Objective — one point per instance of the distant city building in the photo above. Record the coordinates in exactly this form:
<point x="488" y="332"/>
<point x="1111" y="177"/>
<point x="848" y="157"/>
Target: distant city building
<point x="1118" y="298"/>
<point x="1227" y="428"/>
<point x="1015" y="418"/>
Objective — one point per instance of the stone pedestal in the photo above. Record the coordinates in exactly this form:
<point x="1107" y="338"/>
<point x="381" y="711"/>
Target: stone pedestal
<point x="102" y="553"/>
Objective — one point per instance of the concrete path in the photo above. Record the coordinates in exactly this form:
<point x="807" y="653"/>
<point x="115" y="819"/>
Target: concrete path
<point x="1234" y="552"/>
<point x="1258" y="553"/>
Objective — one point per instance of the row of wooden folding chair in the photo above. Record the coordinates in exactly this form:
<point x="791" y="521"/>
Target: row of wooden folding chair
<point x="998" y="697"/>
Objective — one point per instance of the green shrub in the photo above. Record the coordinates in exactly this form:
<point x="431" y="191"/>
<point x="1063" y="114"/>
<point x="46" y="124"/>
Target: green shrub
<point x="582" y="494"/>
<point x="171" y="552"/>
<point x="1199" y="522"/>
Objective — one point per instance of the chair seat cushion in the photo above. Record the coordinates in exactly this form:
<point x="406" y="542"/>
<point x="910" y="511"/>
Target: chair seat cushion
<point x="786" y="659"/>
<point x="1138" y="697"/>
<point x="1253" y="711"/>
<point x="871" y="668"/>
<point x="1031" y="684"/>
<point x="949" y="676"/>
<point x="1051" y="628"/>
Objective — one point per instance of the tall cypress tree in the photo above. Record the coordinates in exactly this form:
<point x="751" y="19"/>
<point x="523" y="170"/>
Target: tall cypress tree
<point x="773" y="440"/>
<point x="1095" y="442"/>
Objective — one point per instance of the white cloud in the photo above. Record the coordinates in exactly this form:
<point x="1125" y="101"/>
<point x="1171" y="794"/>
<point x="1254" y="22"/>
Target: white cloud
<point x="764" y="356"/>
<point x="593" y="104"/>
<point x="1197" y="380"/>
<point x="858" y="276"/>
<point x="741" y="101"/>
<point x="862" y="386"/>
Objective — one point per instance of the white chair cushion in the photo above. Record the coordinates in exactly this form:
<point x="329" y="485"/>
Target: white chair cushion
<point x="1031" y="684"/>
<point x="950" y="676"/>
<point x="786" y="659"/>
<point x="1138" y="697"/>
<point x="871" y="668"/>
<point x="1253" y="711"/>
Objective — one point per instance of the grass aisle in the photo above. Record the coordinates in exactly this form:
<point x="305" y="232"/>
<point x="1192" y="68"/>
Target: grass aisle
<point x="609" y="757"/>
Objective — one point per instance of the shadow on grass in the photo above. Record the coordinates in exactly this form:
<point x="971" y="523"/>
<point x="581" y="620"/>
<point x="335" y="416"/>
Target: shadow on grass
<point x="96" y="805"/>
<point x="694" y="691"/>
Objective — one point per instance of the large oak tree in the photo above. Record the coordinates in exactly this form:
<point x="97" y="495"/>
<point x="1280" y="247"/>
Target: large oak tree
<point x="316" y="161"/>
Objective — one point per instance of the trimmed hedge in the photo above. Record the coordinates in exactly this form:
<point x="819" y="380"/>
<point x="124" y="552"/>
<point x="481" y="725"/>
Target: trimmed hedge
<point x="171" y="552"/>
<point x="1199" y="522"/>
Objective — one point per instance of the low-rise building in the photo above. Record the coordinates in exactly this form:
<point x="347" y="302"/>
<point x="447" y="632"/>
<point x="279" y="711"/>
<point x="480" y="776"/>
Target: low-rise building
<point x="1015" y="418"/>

Stated exercise ::
Can you restate every record above word for word?

Written response ::
Objective — one point per instance of the distant city building in the photo above. Record the coordinates in exactly this form:
<point x="488" y="332"/>
<point x="1111" y="177"/>
<point x="848" y="157"/>
Target: distant city building
<point x="1118" y="298"/>
<point x="1227" y="428"/>
<point x="1015" y="418"/>
Objective — one point per instance of the stone pedestal in the photo above. Record the coordinates in exactly this form:
<point x="1107" y="338"/>
<point x="381" y="711"/>
Target: stone pedestal
<point x="102" y="553"/>
Objective — one point per instance of the concrete path in the photo above. Record the coordinates in exactly this form:
<point x="807" y="653"/>
<point x="115" y="819"/>
Target: concrete path
<point x="1234" y="552"/>
<point x="1258" y="553"/>
Objective — one point per instance of the row of wooden folding chair in the photo above. Record the coordinates in exactly this form:
<point x="791" y="521"/>
Target: row of wooden folding chair
<point x="998" y="697"/>
Objective — one point per instance of the green shrub in the photo above. Record the coordinates in exactly this form:
<point x="431" y="191"/>
<point x="1063" y="114"/>
<point x="46" y="124"/>
Target: green shrub
<point x="582" y="494"/>
<point x="171" y="552"/>
<point x="1199" y="522"/>
Objective — one point per instance of the chair seat cushion in the photo above. Record the coordinates in exactly this form:
<point x="406" y="542"/>
<point x="910" y="511"/>
Target: chair seat cushion
<point x="786" y="659"/>
<point x="1138" y="697"/>
<point x="1253" y="711"/>
<point x="871" y="668"/>
<point x="1031" y="684"/>
<point x="949" y="676"/>
<point x="1051" y="628"/>
Objective — one point per instance of the tall cypress tree in the photo above. Record the coordinates in exactly this form:
<point x="751" y="19"/>
<point x="523" y="170"/>
Target: tall cypress tree
<point x="773" y="440"/>
<point x="1095" y="442"/>
Objective — one point per instance of the white cloud in the photo above. Record the coordinates in exactly this form:
<point x="1125" y="101"/>
<point x="1171" y="794"/>
<point x="1254" y="22"/>
Target: white cloud
<point x="764" y="356"/>
<point x="593" y="104"/>
<point x="1197" y="380"/>
<point x="858" y="276"/>
<point x="741" y="101"/>
<point x="862" y="386"/>
Objective — one point per instance of the white chair cushion in the photo above. Record the coordinates in exactly this form:
<point x="329" y="485"/>
Target: white chair cushion
<point x="1031" y="684"/>
<point x="950" y="676"/>
<point x="786" y="659"/>
<point x="1138" y="697"/>
<point x="871" y="668"/>
<point x="1253" y="711"/>
Objective — one point per instance of the grass aisle in the photo above. Record the coordinates in exactly this form:
<point x="305" y="232"/>
<point x="1192" y="68"/>
Target: grass aisle
<point x="609" y="757"/>
Objective — one point per instance of the shadow on grass in the photo above. Record the coordinates in exactly this form:
<point x="971" y="523"/>
<point x="581" y="620"/>
<point x="335" y="416"/>
Target: shadow on grass
<point x="96" y="805"/>
<point x="694" y="691"/>
Objective — one point per instance of the large oak tree in the photo above. Record the coordinates in exactly this form:
<point x="97" y="495"/>
<point x="1280" y="247"/>
Target: large oak tree
<point x="316" y="161"/>
Objective — one point per instance of the trimmed hedge in the photo above. Record the coordinates in exactly this form:
<point x="819" y="380"/>
<point x="124" y="552"/>
<point x="481" y="725"/>
Target: trimmed hedge
<point x="171" y="552"/>
<point x="1199" y="522"/>
Objective — one point per instance of the low-rise building in the photo above. Record the coordinates in exactly this form:
<point x="347" y="302"/>
<point x="447" y="632"/>
<point x="279" y="711"/>
<point x="480" y="776"/>
Target: low-rise building
<point x="1015" y="418"/>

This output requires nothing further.